What you need to do =>
Treat the line containing "Query: shadow on water" as the first line of the answer and the last line of the data as its final line, reproducing every line between exactly.

Exercise data =>
------
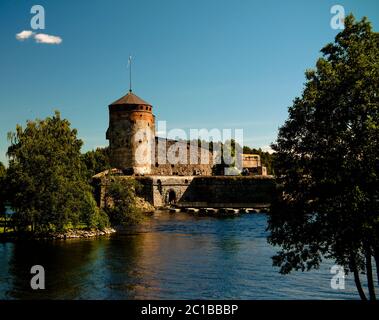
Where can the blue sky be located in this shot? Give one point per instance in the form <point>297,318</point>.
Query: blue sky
<point>201,64</point>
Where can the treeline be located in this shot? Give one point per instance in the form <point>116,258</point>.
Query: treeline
<point>48,181</point>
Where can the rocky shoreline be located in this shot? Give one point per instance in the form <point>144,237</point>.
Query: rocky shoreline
<point>75,234</point>
<point>69,234</point>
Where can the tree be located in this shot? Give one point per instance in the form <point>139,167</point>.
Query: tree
<point>46,179</point>
<point>121,204</point>
<point>2,193</point>
<point>327,162</point>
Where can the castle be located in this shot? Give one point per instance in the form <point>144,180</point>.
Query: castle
<point>135,149</point>
<point>174,172</point>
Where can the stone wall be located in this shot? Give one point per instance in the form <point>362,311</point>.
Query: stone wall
<point>216,191</point>
<point>213,191</point>
<point>180,158</point>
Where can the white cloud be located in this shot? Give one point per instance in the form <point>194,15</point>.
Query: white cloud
<point>39,37</point>
<point>46,38</point>
<point>23,35</point>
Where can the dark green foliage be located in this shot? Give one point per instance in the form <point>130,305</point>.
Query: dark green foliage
<point>121,202</point>
<point>2,193</point>
<point>327,163</point>
<point>96,161</point>
<point>46,179</point>
<point>2,188</point>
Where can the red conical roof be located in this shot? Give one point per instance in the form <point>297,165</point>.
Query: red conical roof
<point>130,98</point>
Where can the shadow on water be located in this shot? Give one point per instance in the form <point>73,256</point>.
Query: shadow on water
<point>170,256</point>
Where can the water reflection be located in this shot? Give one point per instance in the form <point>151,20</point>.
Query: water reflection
<point>171,256</point>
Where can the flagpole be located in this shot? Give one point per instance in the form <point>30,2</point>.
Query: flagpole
<point>130,73</point>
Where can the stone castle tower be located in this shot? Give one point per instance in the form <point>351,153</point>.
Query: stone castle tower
<point>131,134</point>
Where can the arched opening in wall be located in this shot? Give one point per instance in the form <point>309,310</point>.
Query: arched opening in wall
<point>171,197</point>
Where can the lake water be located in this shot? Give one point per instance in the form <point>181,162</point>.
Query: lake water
<point>171,256</point>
------
Reply to the exercise =>
Query: shadow on water
<point>170,256</point>
Where can the water reflection be located in this shot? Give one point per instance in the form <point>151,20</point>.
Query: water reflection
<point>171,256</point>
Where can the flagpole be located in this shot? Give one point per instance in the form <point>30,2</point>.
Query: flagpole
<point>130,73</point>
Where can the stone castle tower be located in this shot? Give one point per instance in the form <point>351,153</point>.
Query: stone castle tower
<point>131,134</point>
Where can the arched opening in wall be located in this shot? Give one point per instance in the form <point>309,310</point>.
Query: arched opening in wall
<point>171,197</point>
Where can the lake water be located in this shot? Give one point per instance in the form <point>181,162</point>.
Query: lake water
<point>171,256</point>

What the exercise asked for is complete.